━━━━━ EXERCISE TEXT


      Great article, one of your best so far. You manage to effortlessly blend multiple pertinent topics (Covid, academia, cult of expertise, obesity, mental health) in a concise manner with interesting tidbits (I didn’t know about seed oil) and insights but still arrive somewhere, managing just to pull the threads back together.

      • Thanks, I’m flattered. I’m embarrassed the question is so easy to Google, thought I had broken it up enough for that. I have to think of ways to ask interesting questions that you can’t just throw into Google.

  2. I agree that obesity is a huge problem, but is it a government’s responsibility?

    Most of the people have no interest in their own health: they smoke, drink, don’t sleep
    and at well, they don’t exercise, etc.

    I am not sure we want another government heavy handed program. In the US, every one of these is a complete failure: “war on drugs”, “war on poverty”, was there a “war on covid”?

    • >I am not sure we want another government heavy handed program.

      Yes, that’s the point. You’re going to benefit in no way from asking your government to eradicate a respiratory virus for us by prohibiting social interaction. It turns into yet another unwinnable war against an invisible enemy.

━━━━━━━━━━
━━━━━ MATERIAL PROVIDED

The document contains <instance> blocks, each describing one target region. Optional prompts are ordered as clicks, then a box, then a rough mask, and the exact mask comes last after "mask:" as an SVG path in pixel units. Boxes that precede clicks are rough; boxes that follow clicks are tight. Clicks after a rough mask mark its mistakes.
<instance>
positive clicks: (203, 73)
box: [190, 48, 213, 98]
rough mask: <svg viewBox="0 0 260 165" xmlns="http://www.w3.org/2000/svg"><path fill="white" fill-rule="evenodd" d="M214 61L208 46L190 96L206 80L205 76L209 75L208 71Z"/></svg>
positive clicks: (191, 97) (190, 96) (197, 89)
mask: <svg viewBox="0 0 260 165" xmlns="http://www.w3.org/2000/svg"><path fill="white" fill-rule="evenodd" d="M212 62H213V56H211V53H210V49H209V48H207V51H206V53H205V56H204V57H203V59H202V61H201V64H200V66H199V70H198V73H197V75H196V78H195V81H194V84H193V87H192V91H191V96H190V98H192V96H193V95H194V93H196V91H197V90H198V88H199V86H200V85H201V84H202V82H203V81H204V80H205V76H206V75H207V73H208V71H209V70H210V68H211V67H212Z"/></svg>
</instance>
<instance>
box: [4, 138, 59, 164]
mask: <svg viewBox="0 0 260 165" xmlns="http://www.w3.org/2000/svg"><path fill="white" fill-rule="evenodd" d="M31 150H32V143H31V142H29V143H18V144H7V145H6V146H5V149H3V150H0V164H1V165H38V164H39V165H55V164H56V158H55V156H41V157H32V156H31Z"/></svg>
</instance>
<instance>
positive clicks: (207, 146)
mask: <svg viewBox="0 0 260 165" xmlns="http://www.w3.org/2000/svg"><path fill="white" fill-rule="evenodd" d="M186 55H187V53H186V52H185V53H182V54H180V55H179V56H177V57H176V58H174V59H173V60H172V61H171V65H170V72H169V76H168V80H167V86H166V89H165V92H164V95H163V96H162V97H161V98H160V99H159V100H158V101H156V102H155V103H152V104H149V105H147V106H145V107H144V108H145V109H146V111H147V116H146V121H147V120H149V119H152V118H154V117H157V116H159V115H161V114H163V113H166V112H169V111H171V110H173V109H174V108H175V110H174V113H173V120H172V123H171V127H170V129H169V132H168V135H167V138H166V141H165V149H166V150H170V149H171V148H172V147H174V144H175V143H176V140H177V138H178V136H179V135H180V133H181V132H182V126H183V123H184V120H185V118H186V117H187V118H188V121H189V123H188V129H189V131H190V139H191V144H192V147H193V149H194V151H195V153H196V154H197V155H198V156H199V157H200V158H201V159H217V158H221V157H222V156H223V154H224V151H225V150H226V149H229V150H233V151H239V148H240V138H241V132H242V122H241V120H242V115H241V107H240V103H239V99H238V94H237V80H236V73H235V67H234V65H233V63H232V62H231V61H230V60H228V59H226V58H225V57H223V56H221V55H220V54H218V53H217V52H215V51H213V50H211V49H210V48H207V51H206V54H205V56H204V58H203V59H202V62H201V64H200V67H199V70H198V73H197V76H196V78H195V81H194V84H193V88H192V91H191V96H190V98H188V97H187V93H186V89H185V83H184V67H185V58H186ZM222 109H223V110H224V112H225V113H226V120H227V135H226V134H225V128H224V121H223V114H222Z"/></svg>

━━━━━━━━━━

* **HOW TO COMPLETE THIS TASK**:
Answer these questions from the comment thread.
(a) What does the first commenter say they didn't know about?
(b) Which two US programs does the second commenter call complete failures?
(c) What does the final reply say asking the government to eradicate a respiratory virus turns into?
Answer from the comment thread alone.

* **RESULT**:
(a) Seed oil.
(b) The "war on drugs" and the "war on poverty."
(c) Yet another unwinnable war against an invisible enemy.